* _Task requirements_: List every area in which, according to Chambers in the article below about Cisco, the announcement represents Cisco's leadership.

Cisco's Chambers: Rival White Box Model 'Fatally Flawed'

In a wide-ranging interview, the Cisco CEO acknowledges an industry battle ahead but insists his company's architectural approach will prevail.

Rob Preston, VP & Editor in Chief, InformationWeek

November 15, 2013

5 Min Read
<b>Chambers: "This is the biggest move we've made and will have the most industry impact."</b>

The foundation
I asked Chambers to put the Insieme announcement (though the Insieme name barely came up during the two-hour press conference, as Cisco is now bringing the spin-in fully into the Cisco fold) into historical context. Where does it stand in the pantheon of big Cisco announcements over the years? He said:

What this announcement represents is our leadership in redefining IT, our leadership in focusing on the application economy and our leadership in the Internet of things. These will completely transform business, and this [product/roadmap announcement] is the enabler of that. This is the vehicle, the foundation to allow us to make these other moves, which will allow us to become the No. 1 IT player.

We made important moves when we were a router company and went into switching, when we were an enterprise switching company and we went into service providers, when we went into video and voice, and when we went into the datacenter. This is the biggest move we've made and will have the most industry impact.

* _Excerpted records_:
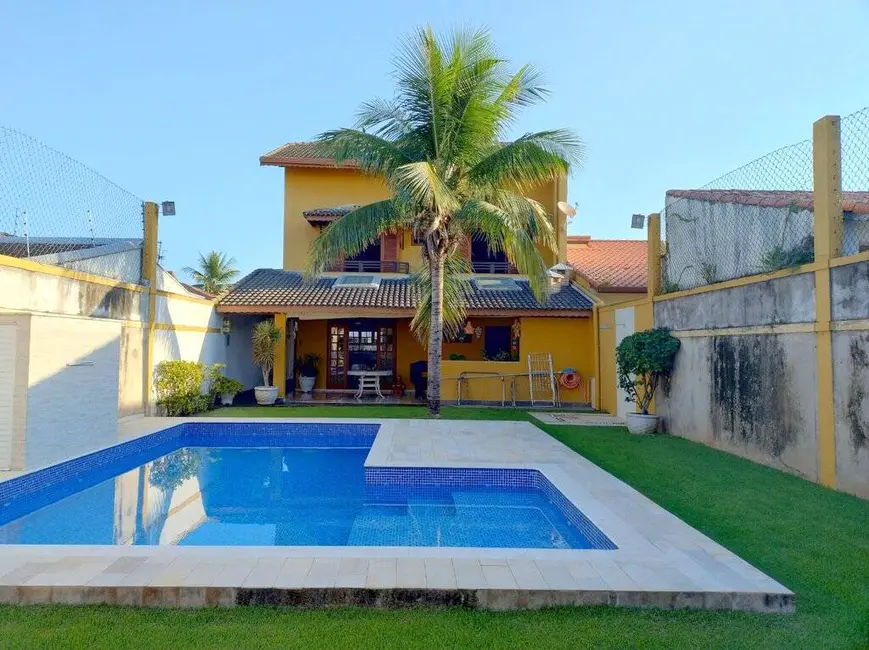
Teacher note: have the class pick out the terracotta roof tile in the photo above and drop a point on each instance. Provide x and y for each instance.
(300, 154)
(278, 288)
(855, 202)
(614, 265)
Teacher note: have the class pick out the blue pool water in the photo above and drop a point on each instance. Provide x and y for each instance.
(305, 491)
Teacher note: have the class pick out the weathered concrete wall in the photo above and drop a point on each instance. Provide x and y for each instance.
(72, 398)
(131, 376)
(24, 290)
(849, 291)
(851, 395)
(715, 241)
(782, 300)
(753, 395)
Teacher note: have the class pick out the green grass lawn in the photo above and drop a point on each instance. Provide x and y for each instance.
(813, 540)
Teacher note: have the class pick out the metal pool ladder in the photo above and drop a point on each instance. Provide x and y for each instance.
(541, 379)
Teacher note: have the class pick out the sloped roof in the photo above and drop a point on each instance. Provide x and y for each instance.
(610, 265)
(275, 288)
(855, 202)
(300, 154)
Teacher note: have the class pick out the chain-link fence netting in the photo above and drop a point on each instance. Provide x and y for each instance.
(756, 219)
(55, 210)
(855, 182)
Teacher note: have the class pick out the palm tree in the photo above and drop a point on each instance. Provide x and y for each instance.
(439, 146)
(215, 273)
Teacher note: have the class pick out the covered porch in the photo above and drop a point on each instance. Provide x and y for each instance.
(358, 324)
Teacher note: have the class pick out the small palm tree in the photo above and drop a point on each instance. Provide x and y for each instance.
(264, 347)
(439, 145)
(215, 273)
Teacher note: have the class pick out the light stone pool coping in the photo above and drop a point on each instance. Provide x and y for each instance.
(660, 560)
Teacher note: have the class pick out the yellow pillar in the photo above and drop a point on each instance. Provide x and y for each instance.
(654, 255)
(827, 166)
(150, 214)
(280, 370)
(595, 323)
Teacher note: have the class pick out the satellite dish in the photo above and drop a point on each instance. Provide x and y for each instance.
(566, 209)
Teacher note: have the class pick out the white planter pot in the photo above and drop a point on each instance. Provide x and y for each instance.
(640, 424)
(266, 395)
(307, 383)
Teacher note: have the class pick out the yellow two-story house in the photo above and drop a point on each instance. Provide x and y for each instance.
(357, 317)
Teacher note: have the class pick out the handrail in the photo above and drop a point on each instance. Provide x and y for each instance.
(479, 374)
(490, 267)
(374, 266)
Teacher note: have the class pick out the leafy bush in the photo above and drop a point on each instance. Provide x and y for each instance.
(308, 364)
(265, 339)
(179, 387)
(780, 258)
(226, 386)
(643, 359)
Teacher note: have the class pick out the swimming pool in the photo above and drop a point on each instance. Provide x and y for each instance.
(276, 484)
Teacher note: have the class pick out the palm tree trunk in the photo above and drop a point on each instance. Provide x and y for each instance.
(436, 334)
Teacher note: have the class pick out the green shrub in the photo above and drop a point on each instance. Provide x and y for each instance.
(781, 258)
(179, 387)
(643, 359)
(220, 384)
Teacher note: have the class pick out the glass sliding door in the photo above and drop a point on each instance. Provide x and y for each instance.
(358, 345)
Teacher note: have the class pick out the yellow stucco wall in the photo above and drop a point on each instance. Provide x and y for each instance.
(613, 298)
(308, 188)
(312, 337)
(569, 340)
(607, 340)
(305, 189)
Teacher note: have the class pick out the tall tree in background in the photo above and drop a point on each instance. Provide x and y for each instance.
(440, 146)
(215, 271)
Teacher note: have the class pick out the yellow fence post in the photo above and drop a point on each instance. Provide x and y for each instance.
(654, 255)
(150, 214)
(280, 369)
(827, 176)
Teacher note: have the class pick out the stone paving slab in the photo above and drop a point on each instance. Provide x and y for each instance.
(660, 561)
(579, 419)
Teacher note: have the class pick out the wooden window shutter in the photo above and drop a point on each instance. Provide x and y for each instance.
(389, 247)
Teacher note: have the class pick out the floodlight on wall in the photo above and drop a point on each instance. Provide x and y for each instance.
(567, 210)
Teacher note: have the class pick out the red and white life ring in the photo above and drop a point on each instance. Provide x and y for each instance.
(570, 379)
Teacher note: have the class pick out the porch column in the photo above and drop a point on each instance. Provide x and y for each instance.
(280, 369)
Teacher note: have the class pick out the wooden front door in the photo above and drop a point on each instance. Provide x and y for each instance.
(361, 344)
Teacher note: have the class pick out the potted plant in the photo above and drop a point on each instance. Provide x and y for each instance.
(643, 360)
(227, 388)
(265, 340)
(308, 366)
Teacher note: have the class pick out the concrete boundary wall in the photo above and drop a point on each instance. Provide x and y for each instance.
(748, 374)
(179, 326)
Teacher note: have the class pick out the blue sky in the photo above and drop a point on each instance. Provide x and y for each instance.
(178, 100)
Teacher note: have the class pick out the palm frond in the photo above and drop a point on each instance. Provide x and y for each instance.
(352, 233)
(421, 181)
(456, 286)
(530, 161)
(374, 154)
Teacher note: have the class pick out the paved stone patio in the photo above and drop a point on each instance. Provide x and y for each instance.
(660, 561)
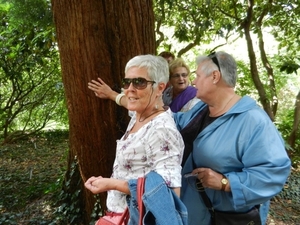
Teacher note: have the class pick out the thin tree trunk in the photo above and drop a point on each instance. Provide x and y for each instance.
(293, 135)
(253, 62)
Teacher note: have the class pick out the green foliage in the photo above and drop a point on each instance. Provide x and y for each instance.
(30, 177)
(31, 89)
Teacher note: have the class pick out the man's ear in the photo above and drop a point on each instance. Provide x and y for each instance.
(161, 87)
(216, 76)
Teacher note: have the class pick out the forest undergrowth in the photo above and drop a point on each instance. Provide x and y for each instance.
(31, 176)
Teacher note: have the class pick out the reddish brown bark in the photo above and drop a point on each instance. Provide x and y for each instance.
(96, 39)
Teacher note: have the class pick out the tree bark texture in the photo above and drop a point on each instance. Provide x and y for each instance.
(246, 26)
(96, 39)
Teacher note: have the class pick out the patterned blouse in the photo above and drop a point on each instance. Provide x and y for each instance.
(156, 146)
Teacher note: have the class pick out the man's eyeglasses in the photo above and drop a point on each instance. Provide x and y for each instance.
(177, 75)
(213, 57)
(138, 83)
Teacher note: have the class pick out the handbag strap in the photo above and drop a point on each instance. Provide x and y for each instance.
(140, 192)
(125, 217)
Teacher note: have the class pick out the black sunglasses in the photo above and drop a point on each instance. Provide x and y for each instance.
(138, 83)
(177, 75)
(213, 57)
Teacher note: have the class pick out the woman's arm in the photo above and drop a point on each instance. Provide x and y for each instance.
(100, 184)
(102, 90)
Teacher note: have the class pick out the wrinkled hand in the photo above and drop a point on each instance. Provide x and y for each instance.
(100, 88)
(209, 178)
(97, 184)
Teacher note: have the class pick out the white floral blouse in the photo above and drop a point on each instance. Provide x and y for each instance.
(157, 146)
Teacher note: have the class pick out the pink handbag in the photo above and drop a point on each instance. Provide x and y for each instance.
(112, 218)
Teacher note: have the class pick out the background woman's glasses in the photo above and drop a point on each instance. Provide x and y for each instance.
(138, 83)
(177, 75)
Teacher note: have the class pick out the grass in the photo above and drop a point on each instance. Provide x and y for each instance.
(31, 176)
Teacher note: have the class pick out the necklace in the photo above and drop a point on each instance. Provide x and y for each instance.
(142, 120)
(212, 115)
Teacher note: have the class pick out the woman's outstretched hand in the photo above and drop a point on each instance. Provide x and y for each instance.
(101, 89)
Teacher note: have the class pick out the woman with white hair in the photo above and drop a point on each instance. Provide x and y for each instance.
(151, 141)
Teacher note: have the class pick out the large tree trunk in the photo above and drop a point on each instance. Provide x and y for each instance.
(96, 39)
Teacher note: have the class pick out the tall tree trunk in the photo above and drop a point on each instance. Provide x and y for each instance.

* _Response to this task_:
- Redefining IT
- Focusing on the application economy
- The Internet of things